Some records
──────────────────────────────

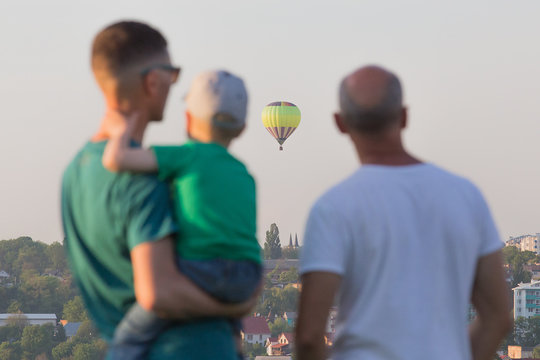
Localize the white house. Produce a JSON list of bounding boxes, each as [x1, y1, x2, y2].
[[0, 314, 56, 326], [242, 316, 271, 345], [512, 281, 540, 319]]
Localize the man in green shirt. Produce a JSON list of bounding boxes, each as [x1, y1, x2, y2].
[[103, 70, 262, 360], [62, 22, 254, 360]]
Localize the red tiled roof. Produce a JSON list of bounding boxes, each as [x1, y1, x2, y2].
[[242, 316, 271, 335], [279, 333, 294, 344]]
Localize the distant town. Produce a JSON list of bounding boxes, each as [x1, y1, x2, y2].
[[0, 229, 540, 360]]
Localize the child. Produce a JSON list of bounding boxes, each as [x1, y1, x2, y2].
[[103, 71, 262, 359]]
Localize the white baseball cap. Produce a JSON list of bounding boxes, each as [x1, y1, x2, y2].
[[185, 70, 248, 128]]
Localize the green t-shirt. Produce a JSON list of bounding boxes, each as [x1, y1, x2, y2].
[[62, 141, 176, 340], [62, 141, 240, 360], [152, 142, 261, 263]]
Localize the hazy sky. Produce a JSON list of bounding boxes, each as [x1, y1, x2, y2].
[[0, 0, 540, 245]]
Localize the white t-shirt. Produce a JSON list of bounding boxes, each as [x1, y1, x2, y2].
[[300, 164, 503, 360]]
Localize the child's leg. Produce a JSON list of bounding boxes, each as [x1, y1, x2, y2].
[[231, 320, 244, 360], [178, 259, 262, 303], [108, 303, 170, 360], [178, 259, 262, 359]]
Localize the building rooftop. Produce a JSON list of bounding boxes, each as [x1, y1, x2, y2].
[[0, 314, 56, 320], [242, 316, 271, 335], [512, 281, 540, 290], [64, 322, 82, 338]]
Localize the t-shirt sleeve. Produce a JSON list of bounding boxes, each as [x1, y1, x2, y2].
[[300, 200, 350, 275], [150, 146, 195, 181], [126, 175, 177, 250], [476, 189, 504, 256]]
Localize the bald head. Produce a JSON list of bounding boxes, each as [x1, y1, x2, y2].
[[339, 65, 403, 133]]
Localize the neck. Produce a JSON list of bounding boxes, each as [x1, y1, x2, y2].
[[188, 131, 232, 149], [91, 100, 150, 143], [350, 133, 421, 166]]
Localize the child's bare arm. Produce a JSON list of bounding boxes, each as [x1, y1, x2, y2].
[[102, 112, 158, 173]]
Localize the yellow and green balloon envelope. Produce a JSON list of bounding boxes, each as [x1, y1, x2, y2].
[[262, 101, 300, 150]]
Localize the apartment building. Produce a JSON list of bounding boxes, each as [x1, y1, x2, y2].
[[512, 281, 540, 319]]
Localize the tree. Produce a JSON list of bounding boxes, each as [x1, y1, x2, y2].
[[281, 246, 300, 259], [73, 344, 98, 360], [243, 342, 266, 360], [255, 285, 300, 315], [533, 346, 540, 359], [62, 296, 88, 322], [268, 317, 293, 337], [73, 320, 99, 343], [264, 223, 281, 259], [279, 266, 299, 284], [0, 341, 22, 360], [52, 341, 76, 360], [47, 242, 68, 273], [21, 324, 54, 360], [7, 300, 22, 314]]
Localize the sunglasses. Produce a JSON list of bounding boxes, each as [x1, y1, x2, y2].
[[141, 64, 182, 84]]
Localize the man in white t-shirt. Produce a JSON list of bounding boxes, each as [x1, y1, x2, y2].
[[296, 66, 512, 360]]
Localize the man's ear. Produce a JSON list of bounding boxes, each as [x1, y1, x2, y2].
[[400, 106, 409, 129], [143, 71, 159, 96], [185, 110, 193, 134], [334, 113, 349, 134]]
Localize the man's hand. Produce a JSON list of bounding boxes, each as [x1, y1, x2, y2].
[[296, 272, 341, 360], [469, 251, 512, 360]]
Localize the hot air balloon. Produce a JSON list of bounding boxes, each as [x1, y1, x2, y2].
[[262, 101, 300, 150]]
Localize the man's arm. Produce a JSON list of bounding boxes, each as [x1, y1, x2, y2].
[[469, 251, 513, 360], [131, 237, 259, 319], [295, 272, 341, 360]]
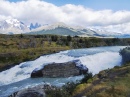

──────────────────────────────

[OBJECTIVE]:
How many of the lines above contain the string "child"? Reply with the number alone.

[SOLUTION BELOW]:
3